-- Records provided follows --

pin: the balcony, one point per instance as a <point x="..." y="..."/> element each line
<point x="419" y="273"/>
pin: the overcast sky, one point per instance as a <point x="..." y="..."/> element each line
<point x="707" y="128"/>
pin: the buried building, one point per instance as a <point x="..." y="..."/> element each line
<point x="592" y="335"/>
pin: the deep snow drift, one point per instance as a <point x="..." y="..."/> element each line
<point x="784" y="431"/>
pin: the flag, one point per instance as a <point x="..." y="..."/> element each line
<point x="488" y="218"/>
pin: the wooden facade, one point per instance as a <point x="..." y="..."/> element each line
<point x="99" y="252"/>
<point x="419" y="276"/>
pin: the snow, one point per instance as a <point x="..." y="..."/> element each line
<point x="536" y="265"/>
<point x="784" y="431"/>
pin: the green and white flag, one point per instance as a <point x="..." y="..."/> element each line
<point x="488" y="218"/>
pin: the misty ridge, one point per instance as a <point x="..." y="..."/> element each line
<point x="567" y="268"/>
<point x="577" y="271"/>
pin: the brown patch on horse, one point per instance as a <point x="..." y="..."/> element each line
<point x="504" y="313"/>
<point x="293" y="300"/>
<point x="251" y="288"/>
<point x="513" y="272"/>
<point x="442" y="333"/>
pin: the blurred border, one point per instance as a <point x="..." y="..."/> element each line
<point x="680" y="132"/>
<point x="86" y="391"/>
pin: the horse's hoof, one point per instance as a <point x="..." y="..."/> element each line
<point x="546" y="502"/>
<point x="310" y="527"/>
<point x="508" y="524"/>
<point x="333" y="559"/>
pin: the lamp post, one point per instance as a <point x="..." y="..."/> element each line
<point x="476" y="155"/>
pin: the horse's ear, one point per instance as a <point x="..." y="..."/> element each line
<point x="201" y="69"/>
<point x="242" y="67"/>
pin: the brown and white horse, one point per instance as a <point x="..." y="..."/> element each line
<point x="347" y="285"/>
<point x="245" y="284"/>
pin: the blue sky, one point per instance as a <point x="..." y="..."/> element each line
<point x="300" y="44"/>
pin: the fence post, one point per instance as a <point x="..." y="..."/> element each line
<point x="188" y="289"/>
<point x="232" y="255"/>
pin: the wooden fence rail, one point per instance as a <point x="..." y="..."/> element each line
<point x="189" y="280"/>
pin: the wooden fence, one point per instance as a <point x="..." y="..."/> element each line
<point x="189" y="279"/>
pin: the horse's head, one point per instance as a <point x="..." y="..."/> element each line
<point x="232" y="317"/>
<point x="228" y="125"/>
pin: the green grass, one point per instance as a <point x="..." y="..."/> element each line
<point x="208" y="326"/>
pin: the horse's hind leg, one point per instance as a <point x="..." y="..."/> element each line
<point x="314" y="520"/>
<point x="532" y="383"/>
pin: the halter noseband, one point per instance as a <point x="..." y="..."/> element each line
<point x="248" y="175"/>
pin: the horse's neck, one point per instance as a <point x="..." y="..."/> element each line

-- Records provided concluded --

Write out an exact copy of every record shown above.

Result for this exercise:
pin: the balcony, one point per instance as a <point x="..." y="..."/> element each line
<point x="419" y="273"/>
pin: the overcast sky, one point per instance as a <point x="..." y="..."/> element each line
<point x="707" y="128"/>
pin: the buried building, one point per instance as a <point x="..." y="..."/> element each line
<point x="592" y="335"/>
pin: the deep snow drift, one point per instance as a <point x="..." y="..."/> element each line
<point x="784" y="431"/>
pin: the flag, one point per instance as a <point x="..." y="..."/> element each line
<point x="488" y="218"/>
pin: the wooden facade, one point per instance as a <point x="..." y="..."/> element each line
<point x="99" y="252"/>
<point x="419" y="276"/>
pin: the snow, one point per instance as a <point x="..." y="..."/> element each line
<point x="536" y="265"/>
<point x="784" y="431"/>
pin: the green and white flag, one point per instance as a <point x="..." y="..."/> element each line
<point x="488" y="218"/>
pin: the misty ridge, one point per instance as a <point x="..." y="..."/> element each line
<point x="567" y="268"/>
<point x="577" y="271"/>
pin: the brown patch on horse, one point per instance as a <point x="..." y="..."/> element each line
<point x="504" y="313"/>
<point x="293" y="300"/>
<point x="251" y="288"/>
<point x="513" y="272"/>
<point x="442" y="333"/>
pin: the blurred border, one point per instance as a <point x="..." y="..."/> element each line
<point x="680" y="132"/>
<point x="86" y="391"/>
pin: the horse's hoof, one point per instance as a <point x="..." y="..."/> element each line
<point x="546" y="502"/>
<point x="310" y="527"/>
<point x="508" y="524"/>
<point x="333" y="559"/>
pin: the lamp post, one point per instance as a <point x="..." y="..."/> element each line
<point x="476" y="155"/>
pin: the horse's ear, one point per instance as a <point x="..." y="..."/> element each line
<point x="201" y="69"/>
<point x="242" y="67"/>
pin: the brown and white horse, one point per instance as a <point x="..." y="..."/> element each line
<point x="347" y="285"/>
<point x="245" y="284"/>
pin: the blue sky, one point per instance as a <point x="..." y="..."/> element each line
<point x="300" y="44"/>
pin: the fence post, one point per instance as a <point x="..." y="..."/> element each line
<point x="188" y="289"/>
<point x="232" y="255"/>
pin: the wooden fence rail, one point per instance as a <point x="..." y="..."/> element each line
<point x="189" y="280"/>
pin: the wooden fence, one point per instance as a <point x="..." y="..."/> element each line
<point x="189" y="279"/>
pin: the horse's head, one point per instance as a <point x="..." y="..."/> element each line
<point x="232" y="317"/>
<point x="228" y="125"/>
pin: the green grass, one point per instance as a <point x="..." y="..."/> element each line
<point x="208" y="326"/>
pin: the horse's hind leg, one point per instance as a <point x="..." y="..."/> element each line
<point x="314" y="520"/>
<point x="532" y="383"/>
pin: the halter noseband, one point per instance as a <point x="..." y="..."/> element each line
<point x="248" y="175"/>
pin: the horse's neck, one point per instance as a <point x="..." y="..."/> element each line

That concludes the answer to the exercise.